TAREFA PROPOSTA: No trecho sobre os pobres e a missão cristã, em qual encontro os pobres foram colocados no centro da reflexão missiológica?

TRECHO FORNECIDO:
☆ ☆ ☆ ☆ ☆ ☆ ☆

Por: Claudecir Bianco
Teólogo e Missionário
Fevereiro/2019


Porque os pobres sempre os tendes convosco, mas a mim nem sempre me tendes. João 12:8

O capitalismo moderno, alicerçado na filosofia de Adam Smith, criou um mundo totalmente diferente daquele que se conhece até então. Dois séculos depois do iluminismo, diz Newbigin (1986:110), “vivemos em um mundo em que milhões de pessoas desfrutam de um padrão de riqueza material com que poucos reis e rainhas podiam então competir”. À medida que crescia sua riqueza, os cristãos ricos se inclinavam cada vez mais a interpretar metaforicamente as palavras bíblicas sobre pobreza. Os pobres eram os “pobres em espírito”, aqueles que reconheciam sua completa dependência de Deus. Nesse sentido, portanto, os ricos também podiam ser pobres – eles estavam em condições de reclamar todas as promessas bíblicas para si mesmos.

Gradualmente, porém, os semblantes dos pobres se impuseram à atenção dos cristãos ricos do Ocidente de uma forma que não podia mais ser ignorada ou alegorizada. O encontro da CMME ocorrido na Cidade do México começou a perceber esses rostos, mas ainda estava demasiadamente preocupado com a secularização para inferir daí consequências teológicas (cf. Dapper 1979:39). Depois da Conferência de Genebra de 1966, o ambiente mudou. Em sua “Mensagem”, a Assembleia de Uppsala afirmou:

Ouvimos o clamor daqueles que anseiam pela paz, dos famintos e explorados que exigem pão e justiça, das vítimas da discriminação que reivindicam justiça humana e dos crescentes milhões que buscam o sentido da vida. (WCC 1968:5).

Dapper escreve: “Ninguém pode duvidar de que esse é um discurso novo no Conselho Mundial; não se tenta mais evadir o clamor recorrendo a uma linguagem metafórica” (1979:45). Bangcoc (1973) ratificou a nova ênfase; termos como “salvação” se traduziam agora como “libertação”, “comunhão” como “solidariedade” (cf. Dapper 1979:53). Em Melbourne (1980), os pobres foram colocados no centro da reflexão missiológica; de fato, a conferência fez “uma afirmação cristalina de que a solidariedade com eles constitui atualmente uma prioridade crucial e central na missão cristã” (Gort 1980a:11s). De certa forma, os pobres tornaram-se a categoria hermenêutica dominante em Melbourne. Em pelo menos três das quatro seções (I, II e IV), os pobres ocupavam um lugar proeminente. Tecendo considerações após a conferência, Emílio Castro (1985:151) sugeriu que, em Melbourne, a afirmação dos pobres era o “princípio missiológico por excelência” e a relação da igreja com os pobres, “o padrão de comparação missionário”.

Evidentemente, o perigo em tudo isso é que, facilmente, se pode cair de novo na armadilha da “igreja para os outros” em vez da “igreja com os outros”, da “igreja para os pobres” em lugar da “igreja dos pobres”.

☆ ☆ ☆ ☆ ☆ ☆ ☆

MATERIAL DE APOIO:
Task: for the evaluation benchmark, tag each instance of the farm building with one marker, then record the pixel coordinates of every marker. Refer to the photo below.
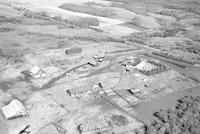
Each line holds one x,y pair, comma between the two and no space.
37,72
73,50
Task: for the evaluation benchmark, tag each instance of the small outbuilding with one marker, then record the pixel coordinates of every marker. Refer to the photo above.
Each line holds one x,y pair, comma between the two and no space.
73,50
14,109
37,72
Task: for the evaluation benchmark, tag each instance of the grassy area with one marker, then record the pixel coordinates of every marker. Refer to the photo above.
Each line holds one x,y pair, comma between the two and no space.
78,21
89,9
83,21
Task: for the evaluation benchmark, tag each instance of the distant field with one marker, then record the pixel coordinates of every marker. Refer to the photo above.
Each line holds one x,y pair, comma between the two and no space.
93,10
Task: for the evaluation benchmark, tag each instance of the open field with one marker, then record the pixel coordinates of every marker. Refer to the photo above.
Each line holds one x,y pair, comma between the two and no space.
96,66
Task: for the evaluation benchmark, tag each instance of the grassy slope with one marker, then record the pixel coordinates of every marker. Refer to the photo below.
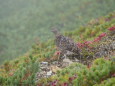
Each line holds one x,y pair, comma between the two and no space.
24,21
23,69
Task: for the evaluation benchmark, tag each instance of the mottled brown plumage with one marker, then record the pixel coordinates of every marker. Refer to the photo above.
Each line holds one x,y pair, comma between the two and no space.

☆ ☆ ☆ ☆ ☆ ☆ ☆

RESPOSTA DO EXERCÍCIO: Na conferência de Melbourne, em 1980.